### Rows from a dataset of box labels
◇ ◇ ◇

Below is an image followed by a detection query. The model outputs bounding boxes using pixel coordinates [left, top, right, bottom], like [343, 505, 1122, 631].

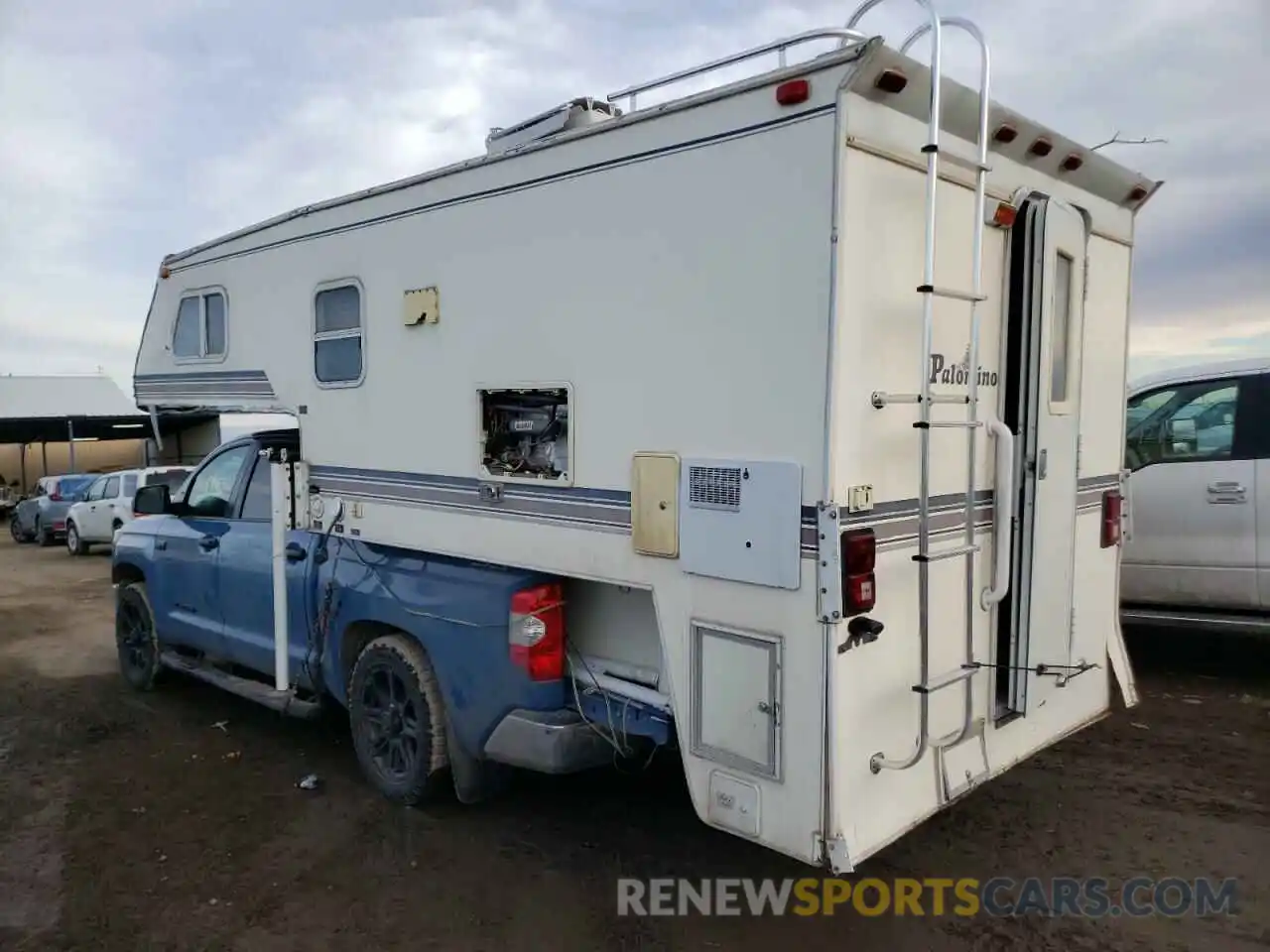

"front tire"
[348, 635, 449, 805]
[114, 581, 160, 690]
[66, 522, 87, 554]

◇ ◇ ◇

### EXERCISE TASK
Write out every line of the listing above word for word, leaving out the pictures.

### REPLY TO THE TASK
Below is an image followed by a detection query. The model outputs bounding boxes using pixel coordinates [left, top, right, bottom], like [343, 505, 1122, 631].


"front tire"
[348, 635, 449, 805]
[114, 581, 160, 690]
[66, 522, 87, 554]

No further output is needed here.